===== Provided passage
Why You Should Replace ENUM With Something Else

« »
This Series: The Beginner Pattern

One of the most hotly contested points of my article on database design was the suggestion that developers drop the use of ENUM and use something else instead. Lots of people argued in favor of ENUM; however, there are several good reasons why developers should reconsider ENUM and use it sparingly.

There are three core reasons why ENUM is a data type that should be reconsidered.

ENUM requires a rebuild of the table when adding a value to the middle of the set.
While its true that adding an ENUM to the end of the set doesn’t require a rebuild, often this is impractical. Adding a new value to the ENUM definition will require MySQL to rebuild the entire table – less than optimal for large tables. The time required will depend on how large your tables are but millions of rows will take considerable amounts of time.

ENUM values are ordered in the order they’re added to the database
If you’ve ever done an ORDER BY on an ENUM column, you’ll notice that MySQL organizes them via the order they were added to the ENUM, rather than alphabetically or numerically. This ties into the first point, because if you want to order values in, say, alphabetical order, you have to reorder the ENUM in alphabetical order, and this results in a rebuilding of the table by MySQL.

It’s also worth nothing that for developers on your team, they may be extremely frustrated when they discover that the column is ordered “incorrectly”; they might expect it to be ordered alphabetically and since it’s not, they will try and figure out why. They may not know the database as thoroughly as the database administrator or developer who put it together, and thus might not know about the ENUM fields.

ENUM values do in the database what should be done in the model.
Contrary to what many people believe, the database is not the model. The model is the domain logic which takes the raw data and turns it into data that the application uses. For example, you may store 0.25 in the database but convert that to 25% when you display it in your view; it’s not stored as 25% in the database, though.
==========
List of tasks.
1/ Translate this sentence from the ENUM article into Spanish: "Contrary to what many people believe, the database is not the model."
2/ In the ENUM article, how does MySQL sort an ENUM column when you run ORDER BY on it?
===== Stored records
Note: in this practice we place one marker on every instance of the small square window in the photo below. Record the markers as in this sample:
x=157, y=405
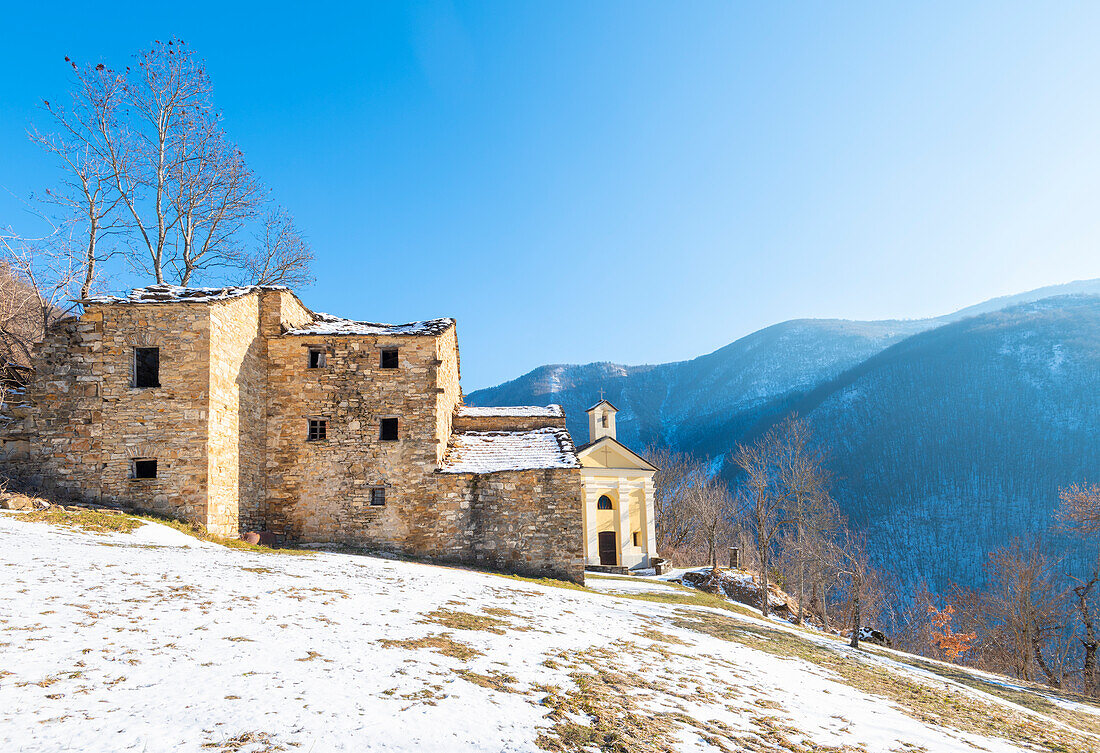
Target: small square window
x=146, y=367
x=318, y=430
x=143, y=468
==========
The results.
1/ En contra de lo que cree mucha gente, la base de datos no es el modelo.

2/ It sorts the values in the order they were added to the ENUM, not alphabetically or numerically.